◆ **Page text**:
::::::::

For The Love Of Country: Black Women Veterans

Veterans Day is set aside on November 11 to honor and celebrate the men and women who have served in the United States Armed Forces, selflessly protecting us and our country. We salute and honor all of you.

For centuries, Black men and women have bravely fought in times of military war and conflict for the U.S. They have bravely laid down their lives despite racism and discrimination. They have been denied recognition, promotions, and Medal of Honor awards.

Black women consist of nearly one-third of all women in the U.S. military. The enlistment of Black women in the U.S. military has been a growing trend over the past three decades. Despite the long list of contributions by Black women, their participation in the military receives limited attention and recognition.

During World War II, Americans were eager to enlist in all military branches to serve their country. Black women wanted to serve too. Dovey Johnson Roundtree was one of the first Black women officers, who worked with Eleanor Roosevelt, Congresswoman Edith Nourse Rogers, and Mary McLeod Bethune. Together they drafted the Women’s Army Auxiliary Corps (WAAC) resolution that was presented to Congress. In May 1942, with the WAAC in place, the War Department announced that it would follow Army policy and admit Black women.

Before recruitment and training even started, Black women faced discrimination. Applications for the first commission of officer candidates became available, and many Black women who applied were turned away on the spot simply because they were Black. I can only imagine the level of discouragement, yet, they persisted.

::::::::

◆ **Source data**:
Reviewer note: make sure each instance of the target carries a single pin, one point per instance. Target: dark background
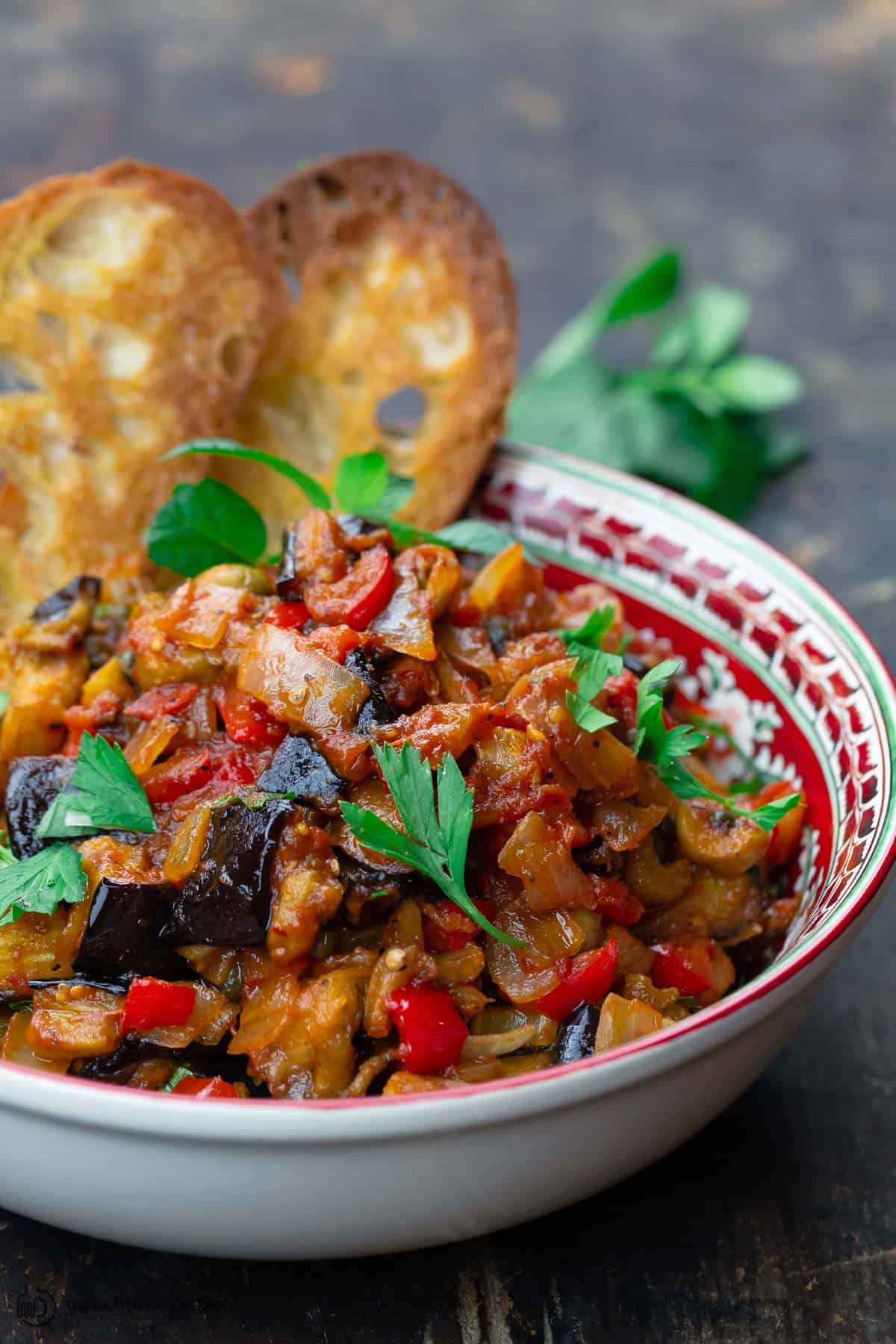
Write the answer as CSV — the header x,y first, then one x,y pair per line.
x,y
761,136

::::::::

◆ **Brief 1**: From the article on Black women veterans, set down the passage that begins at the words "Veterans Day is" and stops after the words "all of you.".
◆ **Brief 2**:
Answer these questions from the article on Black women veterans:
(a) On what date is Veterans Day set aside?
(b) What share of all women in the U.S. military do Black women make up?
(c) In what month and year did the War Department announce it would admit Black women?
The listing that comes after the article on Black women veterans is separate material.

◆ **Complete answer 1**:
Veterans Day is set aside on November 11 to honor and celebrate the men and women who have served in the United States Armed Forces, selflessly protecting us and our country. We salute and honor all of you.

◆ **Complete answer 2**:
(a) November 11
(b) Nearly one-third
(c) May 1942